Instructions |
1. In the marvin forum post, when was the earlier quoted message sent?
2. In the marvin forum post, swap "completeness" for "coverage" and write out everything from "1. what exceptions" down to "at this stage?".

Quoted passage |
● ● ● ●
I am afraid there are more! I am quite intereested in what the graphcs 
that are on the top of the cvn_3dc_pass1.peaks and 
cvn_3dc_pass1.shiftAssignments are what they tell me and what I should 
be looking out for

so here are some questions

1. what exceptions and explicitinverseexceptions
2. for the shiftAssignments Number of peak assignments per 
shiftAssignment  i take it this is the number of peaks assigned to each 
shift
3. for the peak assignments what are 'completeness of targets'
4. for peak are 'Differences between target from proton shifts and 
shiftAssignment values' the difference between the shift found in the 
peaks for assignments and the shift in the shiftLists
5. what are the good peak assignments at this stage?
6. what are 'Passing SA pair scores'
7. what is the network filter is it network anchoring ala petere guntert?



many thanks
gary

>
>
> On Jun 11, 2007, at 6:19 PM, gary thompson wrote:
>
>> some questions about marvin
>>
>> where should I start? do i need to alter much other than
>>
>> 1. alters the input peak and shifts  lists psf  files and file name  
>> roots
>> 2.  remove opening of reference pdb files e.g . delete
>>
>> readPDB -fileName ./cvn_reference.pdb
>>
>> and
>>
>> initialShiftAssignmentAnalysis \
>>     -pot $noe \
>>     -referenceStructureFile ./cvn_reference.pdb \
>>     -minLikelihood 0.9 \
>>
>> etc...
● ● ● ●
Records from a collection:
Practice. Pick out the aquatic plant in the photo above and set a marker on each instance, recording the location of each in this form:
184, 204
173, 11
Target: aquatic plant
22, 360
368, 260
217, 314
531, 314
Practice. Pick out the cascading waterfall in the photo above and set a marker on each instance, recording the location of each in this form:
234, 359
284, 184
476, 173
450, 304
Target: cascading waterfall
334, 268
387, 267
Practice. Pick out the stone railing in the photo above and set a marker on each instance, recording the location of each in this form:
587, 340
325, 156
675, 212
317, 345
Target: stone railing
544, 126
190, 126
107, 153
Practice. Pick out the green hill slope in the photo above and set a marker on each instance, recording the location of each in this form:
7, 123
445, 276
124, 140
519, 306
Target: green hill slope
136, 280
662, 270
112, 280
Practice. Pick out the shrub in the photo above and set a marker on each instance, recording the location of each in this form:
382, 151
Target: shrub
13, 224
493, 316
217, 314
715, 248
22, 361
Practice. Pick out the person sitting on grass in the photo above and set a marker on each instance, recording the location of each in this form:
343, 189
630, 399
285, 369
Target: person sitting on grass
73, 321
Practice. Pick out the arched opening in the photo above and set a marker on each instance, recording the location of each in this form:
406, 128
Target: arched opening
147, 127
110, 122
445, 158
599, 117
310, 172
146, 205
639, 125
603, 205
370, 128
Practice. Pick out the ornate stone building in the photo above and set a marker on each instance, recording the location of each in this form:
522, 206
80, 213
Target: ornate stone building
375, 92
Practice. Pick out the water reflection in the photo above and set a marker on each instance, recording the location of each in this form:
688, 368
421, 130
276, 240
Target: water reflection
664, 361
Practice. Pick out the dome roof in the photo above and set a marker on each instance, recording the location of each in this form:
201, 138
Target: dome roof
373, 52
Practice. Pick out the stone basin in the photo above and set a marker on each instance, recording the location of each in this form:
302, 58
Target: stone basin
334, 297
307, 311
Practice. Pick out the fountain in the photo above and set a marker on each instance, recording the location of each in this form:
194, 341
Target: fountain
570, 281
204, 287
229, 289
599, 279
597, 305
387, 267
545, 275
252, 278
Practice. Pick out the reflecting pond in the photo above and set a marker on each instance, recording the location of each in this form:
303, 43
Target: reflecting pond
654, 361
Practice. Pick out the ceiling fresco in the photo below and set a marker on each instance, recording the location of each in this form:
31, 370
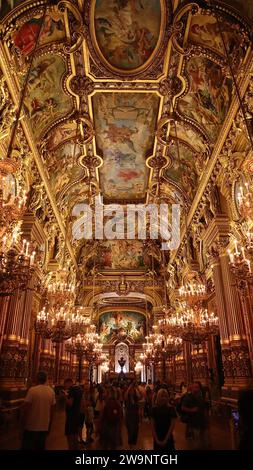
● ● ● ●
Answers to the exercises |
1. June 11, 2007, at 6:19 PM.

2.
1. what exceptions and explicitinverseexceptions
2. for the shiftAssignments Number of peak assignments per 
shiftAssignment  i take it this is the number of peaks assigned to each 
shift
3. for the peak assignments what are 'coverage of targets'
4. for peak are 'Differences between target from proton shifts and 
shiftAssignment values' the difference between the shift found in the 
peaks for assignments and the shift in the shiftLists
5. what are the good peak assignments at this stage?